- _BRIEF 1_
List every line from the entries below that contains the string "stone", treating uppercase and lowercase as distinct.

- _TEXT PROVIDED_
○ ○ ○
For the record, this is not a strong objection to your patch, H.J.

Thanks,
Florian
  
H.J. Lu June 14, 2019, 3:16 p.m. UTC | #12
On Fri, Jun 14, 2019 at 6:58 AM Florian Weimer <fweimer@redhat.com> wrote:
>
> * Florian Weimer:
>
> > * H. J. Lu:
> >
> >> On Tue, Jun 11, 2019 at 9:07 AM H.J. Lu <hjl.tools@gmail.com> wrote:
> >>>
> >>> On Tue, Jun 11, 2019 at 9:02 AM Florian Weimer <fweimer@redhat.com> wrote:
> >>> >
> >>> > * H. J. Lu:
> >>> >
> >>> > > Fixed.  I also added check for -mprefer-vector-width=128 which is new in GCC 8.
> >>> > > GCC 7 doesn't have this problem since it doesn't vectorize the second loop.
> >>> > >
> >>> > > Here is the updated patch.
○ ○ ○
- _BRIEF 2_
Reproduce the patch discussion excerpt above verbatim, in full.

- _LISTED ENTRIES_
○ ○ ○
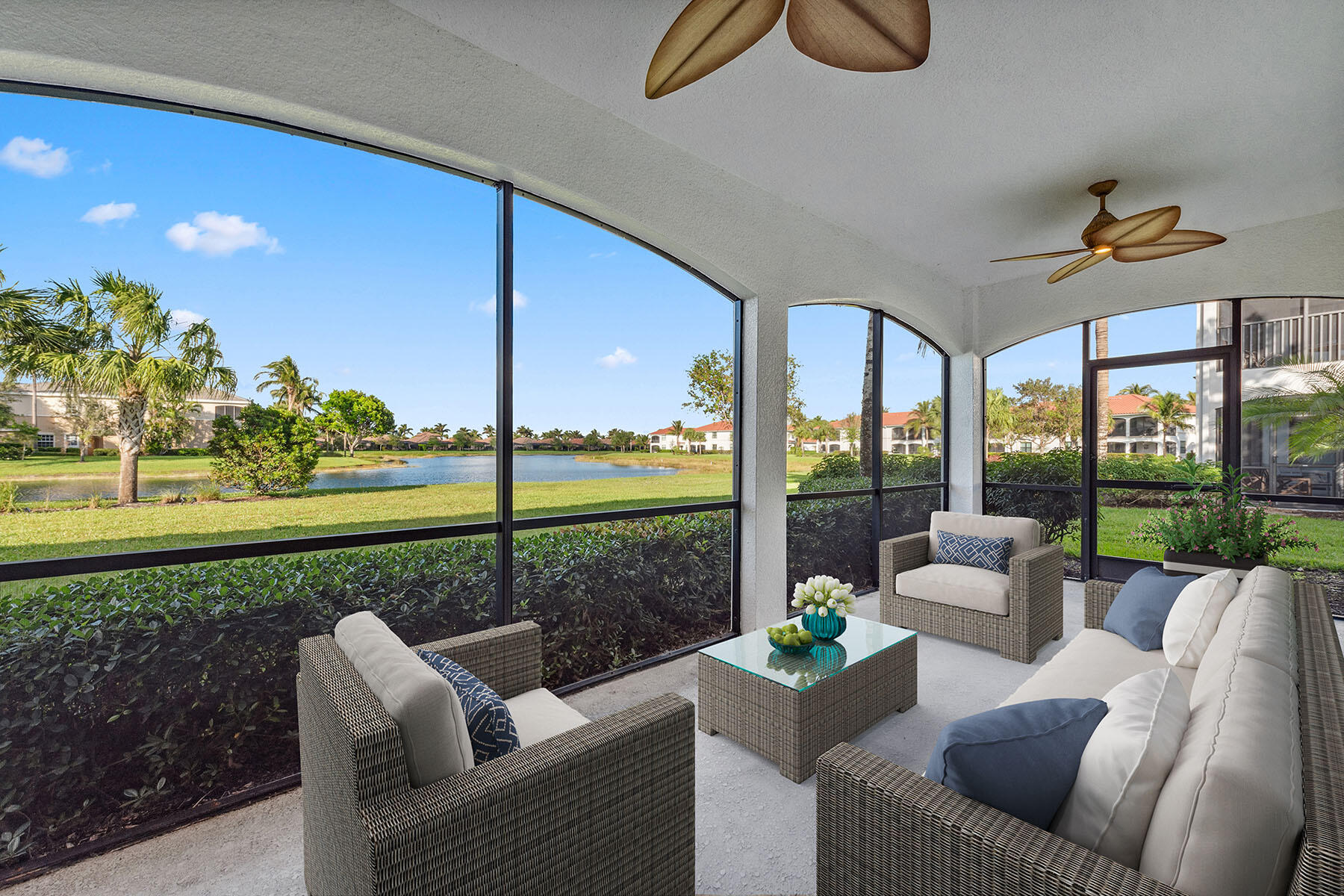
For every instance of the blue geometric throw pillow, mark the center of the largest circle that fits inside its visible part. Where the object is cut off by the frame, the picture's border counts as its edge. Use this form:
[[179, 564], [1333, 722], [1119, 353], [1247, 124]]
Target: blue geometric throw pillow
○ ○ ○
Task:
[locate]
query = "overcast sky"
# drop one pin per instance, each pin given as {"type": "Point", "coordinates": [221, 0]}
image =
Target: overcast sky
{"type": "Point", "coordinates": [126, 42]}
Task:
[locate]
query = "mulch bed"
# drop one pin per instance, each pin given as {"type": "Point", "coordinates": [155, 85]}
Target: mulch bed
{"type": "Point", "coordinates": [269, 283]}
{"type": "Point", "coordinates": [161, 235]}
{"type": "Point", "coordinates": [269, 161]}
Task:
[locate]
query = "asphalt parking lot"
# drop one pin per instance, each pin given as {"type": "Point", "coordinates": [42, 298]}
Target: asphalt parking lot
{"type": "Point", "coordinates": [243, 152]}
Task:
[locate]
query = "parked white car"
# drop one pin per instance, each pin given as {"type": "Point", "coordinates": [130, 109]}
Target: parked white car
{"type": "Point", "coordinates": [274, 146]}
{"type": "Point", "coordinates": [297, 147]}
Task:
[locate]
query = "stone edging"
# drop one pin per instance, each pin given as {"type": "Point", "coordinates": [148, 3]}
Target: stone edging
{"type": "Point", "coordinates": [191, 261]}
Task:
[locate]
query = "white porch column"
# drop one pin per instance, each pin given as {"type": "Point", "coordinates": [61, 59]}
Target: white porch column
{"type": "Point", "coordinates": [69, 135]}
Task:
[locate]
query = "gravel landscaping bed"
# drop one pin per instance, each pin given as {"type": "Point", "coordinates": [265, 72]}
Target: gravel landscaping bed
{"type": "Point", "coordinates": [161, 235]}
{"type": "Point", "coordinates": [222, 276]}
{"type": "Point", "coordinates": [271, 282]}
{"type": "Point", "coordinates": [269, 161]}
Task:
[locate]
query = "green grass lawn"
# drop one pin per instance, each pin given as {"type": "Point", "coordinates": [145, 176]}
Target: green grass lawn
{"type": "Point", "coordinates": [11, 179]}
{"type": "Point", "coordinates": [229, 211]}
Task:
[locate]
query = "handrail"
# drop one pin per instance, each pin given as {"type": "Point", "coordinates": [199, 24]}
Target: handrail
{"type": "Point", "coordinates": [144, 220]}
○ ○ ○
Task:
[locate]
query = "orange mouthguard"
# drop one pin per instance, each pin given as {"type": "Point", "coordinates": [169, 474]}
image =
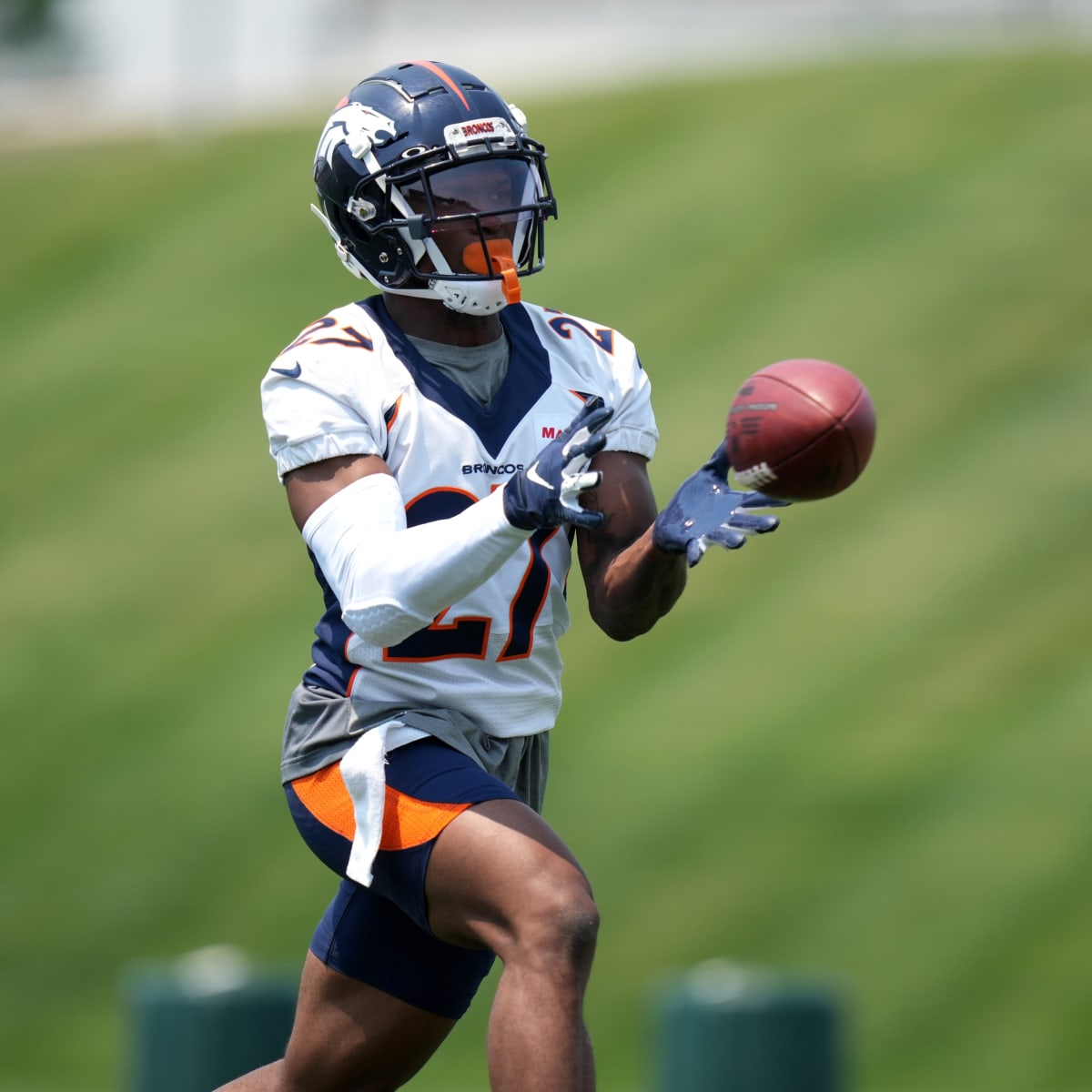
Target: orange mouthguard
○ ○ ○
- _REPLY 1_
query = "stone edging"
Target: stone edging

- _REPLY 2_
For the record, this is not a strong objection to your patch, H.J.

Thanks,
Florian
  
H.J. Lu June 14, 2019, 3:16 p.m. UTC | #12
On Fri, Jun 14, 2019 at 6:58 AM Florian Weimer <fweimer@redhat.com> wrote:
>
> * Florian Weimer:
>
> > * H. J. Lu:
> >
> >> On Tue, Jun 11, 2019 at 9:07 AM H.J. Lu <hjl.tools@gmail.com> wrote:
> >>>
> >>> On Tue, Jun 11, 2019 at 9:02 AM Florian Weimer <fweimer@redhat.com> wrote:
> >>> >
> >>> > * H. J. Lu:
> >>> >
> >>> > > Fixed.  I also added check for -mprefer-vector-width=128 which is new in GCC 8.
> >>> > > GCC 7 doesn't have this problem since it doesn't vectorize the second loop.
> >>> > >
> >>> > > Here is the updated patch.